** begin DATA SHOWN **
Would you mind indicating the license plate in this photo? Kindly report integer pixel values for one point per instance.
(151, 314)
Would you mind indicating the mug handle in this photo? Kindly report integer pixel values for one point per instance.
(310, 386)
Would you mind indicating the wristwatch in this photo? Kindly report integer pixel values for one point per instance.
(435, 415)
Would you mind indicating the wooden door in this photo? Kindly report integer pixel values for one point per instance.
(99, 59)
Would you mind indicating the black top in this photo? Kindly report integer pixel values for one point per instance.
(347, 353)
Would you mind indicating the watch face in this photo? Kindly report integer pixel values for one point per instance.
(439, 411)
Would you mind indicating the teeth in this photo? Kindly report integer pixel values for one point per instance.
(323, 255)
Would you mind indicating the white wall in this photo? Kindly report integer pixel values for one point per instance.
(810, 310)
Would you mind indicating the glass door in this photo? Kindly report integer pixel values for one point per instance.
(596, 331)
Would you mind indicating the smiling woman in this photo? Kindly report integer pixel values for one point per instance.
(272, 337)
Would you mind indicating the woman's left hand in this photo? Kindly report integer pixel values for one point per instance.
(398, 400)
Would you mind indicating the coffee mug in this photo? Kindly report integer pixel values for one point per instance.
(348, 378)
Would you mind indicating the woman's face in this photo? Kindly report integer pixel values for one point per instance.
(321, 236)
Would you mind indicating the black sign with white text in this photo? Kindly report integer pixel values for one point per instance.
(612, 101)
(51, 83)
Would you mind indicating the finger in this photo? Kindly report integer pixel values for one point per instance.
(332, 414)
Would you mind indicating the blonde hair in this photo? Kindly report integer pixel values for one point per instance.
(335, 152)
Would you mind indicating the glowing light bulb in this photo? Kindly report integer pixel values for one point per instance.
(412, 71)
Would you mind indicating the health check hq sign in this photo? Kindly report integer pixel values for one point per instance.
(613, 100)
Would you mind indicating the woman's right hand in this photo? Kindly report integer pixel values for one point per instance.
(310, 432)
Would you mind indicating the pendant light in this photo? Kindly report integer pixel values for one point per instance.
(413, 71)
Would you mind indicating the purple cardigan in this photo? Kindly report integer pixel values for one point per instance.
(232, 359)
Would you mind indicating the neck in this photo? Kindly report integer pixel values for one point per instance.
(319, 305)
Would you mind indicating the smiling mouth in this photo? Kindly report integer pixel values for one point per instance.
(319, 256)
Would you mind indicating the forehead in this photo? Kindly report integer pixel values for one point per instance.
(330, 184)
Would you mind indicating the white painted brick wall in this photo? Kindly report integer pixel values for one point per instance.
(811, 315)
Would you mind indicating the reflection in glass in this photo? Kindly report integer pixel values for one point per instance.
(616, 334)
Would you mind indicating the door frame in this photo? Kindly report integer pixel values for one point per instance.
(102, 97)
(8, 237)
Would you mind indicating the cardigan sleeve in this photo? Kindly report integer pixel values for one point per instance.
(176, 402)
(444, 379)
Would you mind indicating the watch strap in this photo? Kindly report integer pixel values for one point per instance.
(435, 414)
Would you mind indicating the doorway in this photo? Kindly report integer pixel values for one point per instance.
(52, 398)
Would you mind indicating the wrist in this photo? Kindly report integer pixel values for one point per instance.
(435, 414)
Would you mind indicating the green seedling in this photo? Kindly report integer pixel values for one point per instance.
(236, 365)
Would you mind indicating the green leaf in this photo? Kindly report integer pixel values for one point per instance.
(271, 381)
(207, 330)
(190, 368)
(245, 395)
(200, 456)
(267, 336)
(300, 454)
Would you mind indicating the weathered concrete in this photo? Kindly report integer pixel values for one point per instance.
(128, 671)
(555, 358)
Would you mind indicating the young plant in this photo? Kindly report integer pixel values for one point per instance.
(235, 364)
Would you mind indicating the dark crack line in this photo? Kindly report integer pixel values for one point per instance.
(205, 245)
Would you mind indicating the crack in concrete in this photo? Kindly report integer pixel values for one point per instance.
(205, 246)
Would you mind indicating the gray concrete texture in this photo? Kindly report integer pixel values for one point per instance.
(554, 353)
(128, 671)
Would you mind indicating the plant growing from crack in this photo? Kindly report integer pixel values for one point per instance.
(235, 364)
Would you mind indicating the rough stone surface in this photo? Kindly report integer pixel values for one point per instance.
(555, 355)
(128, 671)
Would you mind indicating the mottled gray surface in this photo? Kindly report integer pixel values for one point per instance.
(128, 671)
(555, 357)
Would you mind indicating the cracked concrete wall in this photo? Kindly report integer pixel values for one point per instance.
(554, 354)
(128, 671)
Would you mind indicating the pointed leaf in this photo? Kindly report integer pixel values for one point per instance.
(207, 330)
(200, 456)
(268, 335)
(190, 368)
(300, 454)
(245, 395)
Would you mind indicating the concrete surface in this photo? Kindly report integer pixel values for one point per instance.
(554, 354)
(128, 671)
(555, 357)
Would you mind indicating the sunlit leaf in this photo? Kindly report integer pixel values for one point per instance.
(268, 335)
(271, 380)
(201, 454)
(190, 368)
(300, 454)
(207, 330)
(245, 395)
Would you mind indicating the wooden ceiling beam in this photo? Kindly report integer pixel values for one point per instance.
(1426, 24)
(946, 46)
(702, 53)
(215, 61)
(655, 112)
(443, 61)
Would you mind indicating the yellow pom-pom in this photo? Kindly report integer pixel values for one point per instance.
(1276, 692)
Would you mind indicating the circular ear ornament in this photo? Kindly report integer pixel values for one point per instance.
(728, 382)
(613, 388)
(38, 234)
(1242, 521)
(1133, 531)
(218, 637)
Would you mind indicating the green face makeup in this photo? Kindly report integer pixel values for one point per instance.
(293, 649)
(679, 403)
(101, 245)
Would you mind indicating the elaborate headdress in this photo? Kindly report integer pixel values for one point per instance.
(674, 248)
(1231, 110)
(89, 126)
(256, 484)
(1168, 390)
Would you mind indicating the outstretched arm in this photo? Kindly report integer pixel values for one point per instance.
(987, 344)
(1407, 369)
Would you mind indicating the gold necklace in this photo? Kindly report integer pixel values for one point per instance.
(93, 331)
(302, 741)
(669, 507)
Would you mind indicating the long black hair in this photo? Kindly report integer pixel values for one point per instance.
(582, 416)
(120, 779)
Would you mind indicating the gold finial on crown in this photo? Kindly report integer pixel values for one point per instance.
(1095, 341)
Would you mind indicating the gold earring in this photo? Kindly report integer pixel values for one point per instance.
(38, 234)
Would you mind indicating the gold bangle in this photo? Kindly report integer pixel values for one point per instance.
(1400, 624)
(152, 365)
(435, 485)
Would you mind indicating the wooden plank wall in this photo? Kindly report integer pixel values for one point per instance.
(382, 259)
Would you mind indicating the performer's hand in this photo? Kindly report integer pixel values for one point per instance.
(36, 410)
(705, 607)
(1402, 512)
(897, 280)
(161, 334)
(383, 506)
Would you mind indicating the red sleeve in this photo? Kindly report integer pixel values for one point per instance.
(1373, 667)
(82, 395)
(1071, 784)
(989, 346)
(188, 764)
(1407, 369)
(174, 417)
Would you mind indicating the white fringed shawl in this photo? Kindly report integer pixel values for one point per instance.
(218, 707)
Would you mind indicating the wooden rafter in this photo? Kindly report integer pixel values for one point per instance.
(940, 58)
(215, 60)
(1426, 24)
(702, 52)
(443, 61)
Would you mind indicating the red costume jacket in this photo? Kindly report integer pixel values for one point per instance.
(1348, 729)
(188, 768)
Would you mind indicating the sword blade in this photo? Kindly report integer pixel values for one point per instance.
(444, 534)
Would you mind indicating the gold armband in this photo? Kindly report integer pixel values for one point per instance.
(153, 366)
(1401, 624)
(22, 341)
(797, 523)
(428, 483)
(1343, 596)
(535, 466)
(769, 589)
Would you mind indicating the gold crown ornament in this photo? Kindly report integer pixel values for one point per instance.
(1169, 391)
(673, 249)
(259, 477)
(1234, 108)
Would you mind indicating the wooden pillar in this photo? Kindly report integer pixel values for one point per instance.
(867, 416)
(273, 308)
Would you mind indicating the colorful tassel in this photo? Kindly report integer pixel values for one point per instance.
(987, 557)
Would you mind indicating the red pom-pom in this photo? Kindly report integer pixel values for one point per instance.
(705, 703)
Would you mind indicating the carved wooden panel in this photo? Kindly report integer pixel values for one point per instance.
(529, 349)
** end DATA SHOWN **
TASK TO COMPLETE: Begin at the line that has "Would you mind indicating the gold crown" and stop at the end of the records. Output those records as a two-column CSV with the columns input and output, one row per record, with its text and its answer each in a single quoted field and line breaks replaced by spaces.

RESPONSE FOR THIS EXERCISE:
input,output
"Would you mind indicating the gold crown ornament in this photo? Kindly report integer pixel values for one point per instance.","(1169, 391) (673, 249) (259, 477) (1234, 108)"
"Would you mind indicating the wooden pillar in this photo? Kindly report integer pixel values for one point per instance.","(867, 416) (273, 308)"
"Would you mind indicating the colorful tassel in this photo? Kindly report integer pixel values for one point per instance.","(987, 557)"
"Would you mind indicating the red pom-pom in this photo? Kindly report integer pixel values for one point per instance.","(705, 703)"
"Would you mind indicating the carved wooden panel in this photo? Kindly report integer pixel values for one point per instance.","(529, 349)"